### Passage to read
Now, for a prime ideal $\mathfrak{p}$, we let $\mathfrak{p}^h$ denote the ideal of $S$ generated by the homogeneous elements of $\mathfrak{p}$. It is visibly homogeneous, and it is prime by (1). The radical of an ideal $I$ is the intersection of the prime ideals containing $I$, and if $I$ is homogeneous, this coincides with the intersection of all homogeneous prime ideals containing $I$. It is clear that, regardless of the homogeneity of $I$, the first intersection is contained in the second. Conversely, suppose that $a\in S$ lies in every homogeneous prime ideal containing $I$. If $\mathfrak{p}$ is any prime containing $I$, then $\mathfrak{p}^h\subseteq\mathfrak{p}$ is a homogeneous prime which also contains $I$ (because it contains the homogeneous elements of $I$ and $I$ is generated by these elements by assumption). So $r\in\mathfrak{p}^h\subseteq\mathfrak{p}$. Thus $\sqrt{I}$ is homogeneous by (2).

### What is needed
Please answer these questions from the passage on homogeneous ideals.
1. What ideal does $\mathfrak{p}^h$ denote?
2. How does the passage define the radical of an ideal $I$?
3. Which inclusion between $\mathfrak{p}^h$ and $\mathfrak{p}$ does the passage state?

### Raw data
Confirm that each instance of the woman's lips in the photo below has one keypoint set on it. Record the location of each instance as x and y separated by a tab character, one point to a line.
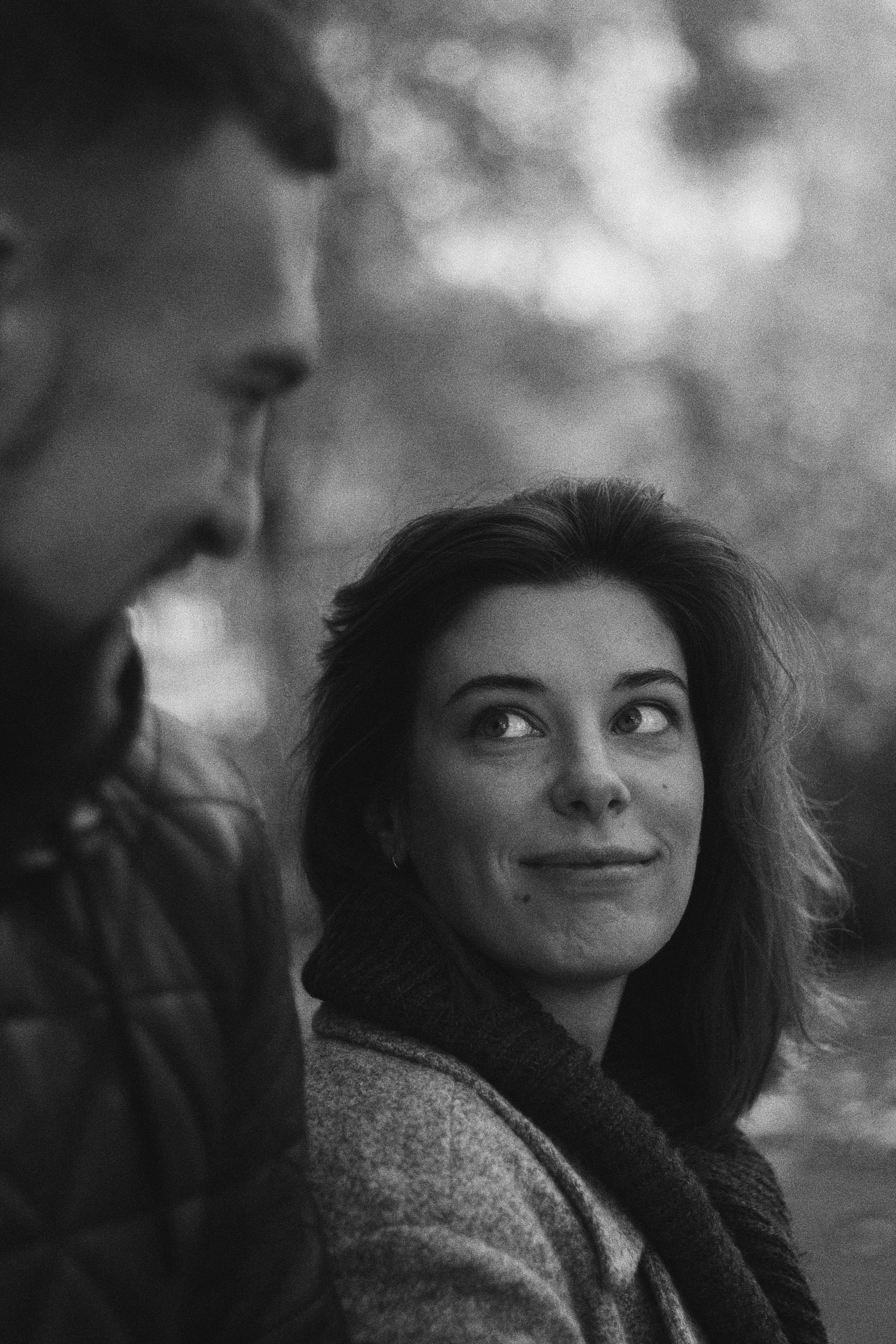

### Written response
1. The ideal of $S$ generated by the homogeneous elements of $\mathfrak{p}$.
2. As the intersection of the prime ideals containing $I$.
3. $\mathfrak{p}^h\subseteq\mathfrak{p}$.